RECORD EXCERPTS:
========

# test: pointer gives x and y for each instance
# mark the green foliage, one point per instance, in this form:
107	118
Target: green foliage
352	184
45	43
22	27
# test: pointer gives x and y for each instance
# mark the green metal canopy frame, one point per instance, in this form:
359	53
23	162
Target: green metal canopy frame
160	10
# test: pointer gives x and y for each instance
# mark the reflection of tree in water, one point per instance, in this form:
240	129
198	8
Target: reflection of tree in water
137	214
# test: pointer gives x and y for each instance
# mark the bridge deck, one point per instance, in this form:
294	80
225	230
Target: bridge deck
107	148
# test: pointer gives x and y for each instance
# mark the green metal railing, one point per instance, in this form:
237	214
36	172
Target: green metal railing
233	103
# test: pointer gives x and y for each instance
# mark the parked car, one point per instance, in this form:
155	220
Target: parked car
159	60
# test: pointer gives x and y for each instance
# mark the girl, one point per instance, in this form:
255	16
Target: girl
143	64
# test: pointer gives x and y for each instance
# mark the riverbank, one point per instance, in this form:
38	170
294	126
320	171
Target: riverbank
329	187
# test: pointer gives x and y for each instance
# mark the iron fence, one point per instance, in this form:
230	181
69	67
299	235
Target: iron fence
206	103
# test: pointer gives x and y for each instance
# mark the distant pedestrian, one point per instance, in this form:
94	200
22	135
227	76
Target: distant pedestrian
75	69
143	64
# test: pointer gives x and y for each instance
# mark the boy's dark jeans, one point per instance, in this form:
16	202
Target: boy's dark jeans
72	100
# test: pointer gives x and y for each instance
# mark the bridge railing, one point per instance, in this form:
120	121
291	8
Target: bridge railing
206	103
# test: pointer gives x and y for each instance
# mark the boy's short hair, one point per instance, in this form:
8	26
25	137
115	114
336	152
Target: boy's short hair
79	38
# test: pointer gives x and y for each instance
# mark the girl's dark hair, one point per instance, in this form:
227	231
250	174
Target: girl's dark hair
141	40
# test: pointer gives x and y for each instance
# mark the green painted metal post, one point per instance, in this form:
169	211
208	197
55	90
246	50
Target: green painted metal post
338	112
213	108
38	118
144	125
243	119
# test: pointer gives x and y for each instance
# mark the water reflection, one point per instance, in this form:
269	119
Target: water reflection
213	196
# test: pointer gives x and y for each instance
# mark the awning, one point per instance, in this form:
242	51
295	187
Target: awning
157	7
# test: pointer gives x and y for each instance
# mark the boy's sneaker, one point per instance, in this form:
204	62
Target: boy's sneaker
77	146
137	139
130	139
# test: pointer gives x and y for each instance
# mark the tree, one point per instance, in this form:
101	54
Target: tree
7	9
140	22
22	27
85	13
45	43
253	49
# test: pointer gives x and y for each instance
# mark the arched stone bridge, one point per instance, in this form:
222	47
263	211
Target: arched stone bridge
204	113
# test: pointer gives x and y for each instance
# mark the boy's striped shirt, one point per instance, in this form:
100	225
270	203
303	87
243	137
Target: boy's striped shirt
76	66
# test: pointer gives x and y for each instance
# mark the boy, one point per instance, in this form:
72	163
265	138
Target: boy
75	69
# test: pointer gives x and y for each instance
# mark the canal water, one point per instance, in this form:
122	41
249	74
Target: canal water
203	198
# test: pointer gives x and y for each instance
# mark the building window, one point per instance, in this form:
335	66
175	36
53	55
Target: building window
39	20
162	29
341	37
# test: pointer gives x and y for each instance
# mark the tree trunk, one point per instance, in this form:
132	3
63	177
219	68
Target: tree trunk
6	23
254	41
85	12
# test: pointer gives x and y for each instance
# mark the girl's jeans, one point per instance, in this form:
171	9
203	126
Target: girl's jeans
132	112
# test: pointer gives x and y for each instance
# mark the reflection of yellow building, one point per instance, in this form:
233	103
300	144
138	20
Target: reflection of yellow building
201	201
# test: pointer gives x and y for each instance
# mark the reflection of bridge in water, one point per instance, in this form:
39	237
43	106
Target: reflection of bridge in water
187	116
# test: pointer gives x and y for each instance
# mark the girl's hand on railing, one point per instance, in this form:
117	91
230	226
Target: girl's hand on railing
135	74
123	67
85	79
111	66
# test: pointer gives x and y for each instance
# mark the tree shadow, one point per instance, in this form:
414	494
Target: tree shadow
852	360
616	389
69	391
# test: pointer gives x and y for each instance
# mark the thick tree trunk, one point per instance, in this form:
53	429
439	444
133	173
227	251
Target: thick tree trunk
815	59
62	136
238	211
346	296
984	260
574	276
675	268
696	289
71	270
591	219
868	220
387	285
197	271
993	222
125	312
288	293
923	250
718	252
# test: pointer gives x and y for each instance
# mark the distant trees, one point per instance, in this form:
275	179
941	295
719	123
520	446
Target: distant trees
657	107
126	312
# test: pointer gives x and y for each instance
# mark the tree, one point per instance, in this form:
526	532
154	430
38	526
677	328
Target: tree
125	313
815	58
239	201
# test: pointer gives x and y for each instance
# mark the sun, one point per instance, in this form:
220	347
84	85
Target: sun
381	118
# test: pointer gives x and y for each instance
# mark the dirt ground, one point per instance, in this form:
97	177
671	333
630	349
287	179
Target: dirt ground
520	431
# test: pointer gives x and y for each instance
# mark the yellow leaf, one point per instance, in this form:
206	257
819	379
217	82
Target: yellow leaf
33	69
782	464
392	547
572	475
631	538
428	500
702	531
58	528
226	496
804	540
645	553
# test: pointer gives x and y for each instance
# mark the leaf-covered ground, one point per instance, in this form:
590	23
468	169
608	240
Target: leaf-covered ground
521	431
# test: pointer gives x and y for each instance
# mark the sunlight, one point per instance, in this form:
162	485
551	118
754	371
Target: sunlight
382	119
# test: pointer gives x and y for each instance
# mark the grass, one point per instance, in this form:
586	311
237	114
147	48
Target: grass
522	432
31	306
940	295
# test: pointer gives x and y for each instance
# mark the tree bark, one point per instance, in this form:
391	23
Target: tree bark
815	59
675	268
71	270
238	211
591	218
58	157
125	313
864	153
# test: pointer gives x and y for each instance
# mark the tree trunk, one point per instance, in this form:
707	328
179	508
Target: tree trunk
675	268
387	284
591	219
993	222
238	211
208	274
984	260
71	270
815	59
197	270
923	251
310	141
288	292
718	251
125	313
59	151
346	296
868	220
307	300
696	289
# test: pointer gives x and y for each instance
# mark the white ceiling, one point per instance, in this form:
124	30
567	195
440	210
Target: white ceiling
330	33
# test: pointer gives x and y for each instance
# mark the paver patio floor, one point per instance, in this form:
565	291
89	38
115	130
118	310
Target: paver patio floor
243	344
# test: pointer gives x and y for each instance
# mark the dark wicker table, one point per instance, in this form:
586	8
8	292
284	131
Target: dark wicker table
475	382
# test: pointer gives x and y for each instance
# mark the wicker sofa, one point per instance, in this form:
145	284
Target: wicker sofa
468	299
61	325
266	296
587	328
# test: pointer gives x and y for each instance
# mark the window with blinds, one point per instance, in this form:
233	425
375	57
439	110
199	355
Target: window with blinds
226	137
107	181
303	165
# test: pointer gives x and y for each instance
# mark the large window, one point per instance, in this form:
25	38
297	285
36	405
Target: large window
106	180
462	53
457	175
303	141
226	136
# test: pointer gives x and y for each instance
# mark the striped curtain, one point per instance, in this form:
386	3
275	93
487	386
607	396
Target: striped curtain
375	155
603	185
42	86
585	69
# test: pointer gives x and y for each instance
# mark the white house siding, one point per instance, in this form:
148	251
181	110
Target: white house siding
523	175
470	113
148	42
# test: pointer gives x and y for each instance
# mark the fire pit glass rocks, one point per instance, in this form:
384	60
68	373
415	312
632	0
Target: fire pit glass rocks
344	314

========

AIM: Write down the full listing again, exactly.

FULL ANSWER:
# test: pointer gives x and y for each instance
# mark the green foliage, one point per instance, in this form:
107	118
Target: green foliage
352	184
45	43
22	27
# test: pointer gives x and y for each instance
# mark the green metal canopy frame, one point per instance, in this form:
359	53
23	162
Target: green metal canopy frame
160	10
# test: pointer gives x and y for each instance
# mark the reflection of tree in water, one point per instance, in this form:
240	129
198	8
Target: reflection of tree in water
137	214
# test: pointer gives x and y for each instance
# mark the bridge deck, one point per instance, in this form:
294	80
225	230
Target: bridge deck
107	148
# test: pointer gives x and y for each instance
# mark the green metal railing, one point per instance, in this form:
237	214
36	172
Target: green metal railing
233	103
# test: pointer gives x and y for each instance
# mark the parked car, one point per instance, in this form:
155	220
Target: parked car
159	60
# test: pointer gives x and y for each instance
# mark the girl, one point per instance, in this form:
255	16
Target: girl
143	64
# test: pointer gives x and y for each instance
# mark the riverbank, one point per instance, in this form:
38	170
294	126
320	171
Target: riverbank
329	187
# test: pointer gives x and y for each instance
# mark the iron fence, one point per instance, in this form:
230	181
69	67
299	235
Target: iron fence
206	103
# test: pointer gives x and y for each instance
# mark the distant pedestrian, one point per instance, in this form:
94	200
22	135
227	76
Target: distant pedestrian
75	69
143	64
# test: pointer gives x and y for each instance
# mark the boy's dark jeans, one point per instance, in this form:
16	202
Target: boy's dark jeans
72	100
# test: pointer gives x and y for each instance
# mark the bridge railing, one point per instance, in this form:
120	121
291	8
Target: bridge railing
206	103
# test: pointer gives x and y for each instance
# mark the boy's short hair, one point per instance, in this form:
8	26
25	137
115	114
336	152
Target: boy's short hair
79	38
# test: pointer gives x and y for each instance
# mark the girl's dark hair, one point per instance, in this form:
227	231
250	174
Target: girl's dark hair
141	40
# test: pointer gives x and y for each instance
# mark the green painted metal post, one point per instance, in this form:
169	211
208	197
55	90
246	50
Target: green painted metal post
338	112
213	108
38	118
144	125
243	119
# test: pointer gives x and y for each instance
# mark the water reflection, one point per instance, in this form:
269	119
Target: water reflection
213	196
# test: pointer gives x and y for each instance
# mark the awning, one point per instance, in this form:
242	51
295	187
Target: awning
157	7
# test: pointer gives x and y for each instance
# mark the boy's sneaker, one point per instance, in this form:
204	62
Target: boy's sneaker
77	146
137	139
130	139
# test: pointer gives x and y for each instance
# mark the tree, one point per instance, in this form:
101	54
Target: tree
7	9
140	22
22	27
85	13
45	43
253	49
# test: pointer gives x and y for each instance
# mark the arched stone bridge, one point per instance, in this form:
222	47
263	211
Target: arched stone bridge
204	113
# test: pointer gives x and y for each instance
# mark the boy's striped shirt, one point per instance, in this form:
100	225
270	203
303	87
243	137
Target: boy's striped shirt
76	66
# test: pointer gives x and y for each instance
# mark the boy, one point per instance, in this form:
72	163
265	138
Target: boy
75	69
# test: pointer gives x and y for each instance
# mark the canal water, one point per instance, in this form:
122	41
249	74
Target: canal water
203	198
# test: pointer gives x and y for each instance
# mark the building window, one point per instance, in this form:
335	66
175	36
53	55
Target: building window
39	20
162	29
341	37
# test: pointer gives x and y for each instance
# mark the tree trunk, one point per instance, in this form:
132	3
63	177
219	68
Target: tree trunk
6	23
254	41
85	12
# test: pointer gives x and y for each instance
# mark the girl's jeans, one point per instance, in this form:
171	9
203	126
Target: girl's jeans
132	112
# test: pointer gives x and y for each instance
# mark the reflection of yellow building, one point per instance, in this form:
233	103
300	144
138	20
Target: reflection of yellow building
201	201
# test: pointer gives x and y for each instance
# mark the reflection of bridge in water, one point per instance, in this form:
39	237
43	106
Target: reflection of bridge in water
187	116
# test: pointer gives x and y for each instance
# mark the girl's hand on railing, one point per instance, in this form:
117	91
230	226
Target: girl's hand on railing
135	74
123	67
85	79
111	66
# test: pointer gives x and y for each instance
# mark the tree shadow, one point per instance, in this form:
414	494
Target: tree shadow
852	360
616	389
69	391
# test: pointer gives x and y for each instance
# mark the thick tree trunk, one point per instance, in this form:
53	429
439	444
133	173
227	251
Target: thick tree trunk
815	59
62	136
238	211
346	296
984	260
574	276
675	268
696	289
71	270
591	219
868	220
387	285
197	271
993	222
125	312
288	293
923	250
718	252
# test: pointer gives x and y for each instance
# mark the distant trees, one point per instance, in this form:
275	179
941	295
719	123
520	446
Target: distant trees
657	107
126	312
# test: pointer gives x and y for each instance
# mark the tree, one point per instance, in this form:
526	532
154	430
38	526
677	328
Target: tree
125	313
815	58
239	201
# test: pointer gives x and y for each instance
# mark the sun, one point per instance, in this form:
220	347
84	85
Target: sun
381	118
# test: pointer gives x and y for each instance
# mark the dirt ground, one point per instance, in this form:
97	177
671	333
630	349
287	179
Target: dirt ground
520	431
# test: pointer gives x and y for each instance
# mark the yellow leaf, one point per instance, in this form:
206	257
819	379
217	82
Target: yellow leaf
33	69
782	464
392	547
572	475
631	538
428	500
702	531
58	528
226	496
804	540
645	553
# test: pointer gives x and y for each instance
# mark the leaf-covered ground, one point per instance, in this form:
590	23
468	169
608	240
Target: leaf-covered ground
521	431
# test: pointer gives x and y for each instance
# mark the sunlight, one point per instance, in this form:
162	485
551	118
754	371
Target: sunlight
382	119
# test: pointer gives x and y for each instance
# mark the grass, one point per instance, in this form:
586	311
237	114
147	48
Target: grass
522	432
31	306
940	295
# test: pointer gives x and y for each instance
# mark the tree bark, one point per instance, in this form:
391	23
Target: tree bark
815	59
675	268
71	270
238	211
591	218
58	157
125	313
864	153
# test: pointer gives x and y for each instance
# mark the tree trunk, one point per instance, in this form:
707	328
179	508
Target: tree trunk
675	268
387	284
591	219
993	222
238	211
208	274
984	260
71	270
815	59
197	270
923	251
310	141
288	292
718	251
125	313
59	151
346	296
868	220
307	300
696	289
# test: pointer gives x and y for each instance
# mark the white ceiling, one point per instance, in this form:
124	30
567	195
440	210
Target: white ceiling
330	33
# test: pointer gives x and y for each instance
# mark the paver patio floor, one point per instance, in this form:
565	291
89	38
115	130
118	310
Target: paver patio floor
243	344
# test: pointer gives x and y for each instance
# mark the dark wicker table, one point per instance, in this form:
586	8
8	292
284	131
Target: dark wicker table
475	382
# test: pointer gives x and y for each instance
# mark the wicker sofa, one point per instance, in this form:
145	284
Target: wicker sofa
468	299
61	325
266	296
587	328
# test: pointer gives x and y for each instance
# mark the window with blinds, one point per instance, in this form:
233	425
375	57
439	110
199	355
Target: window with blinds
226	137
107	181
303	165
# test: pointer gives x and y for each instance
# mark the large window, one point per instance, in this form:
25	38
297	285
36	405
Target: large window
106	180
462	53
457	175
303	141
226	136
# test: pointer gives x and y for each instance
# mark the striped curtain, one point per instance, in this form:
386	3
275	93
487	386
607	396
Target: striped curtain
375	155
603	185
42	86
585	69
# test: pointer gives x and y for each instance
# mark the white house siding, one point per instance, in this form:
148	251
181	110
Target: white house siding
523	175
470	113
148	42
# test: pointer gives x and y for each instance
# mark the fire pit glass rocks, one point per instance, in this form:
384	60
68	373
415	312
632	0
Target: fire pit glass rocks
344	314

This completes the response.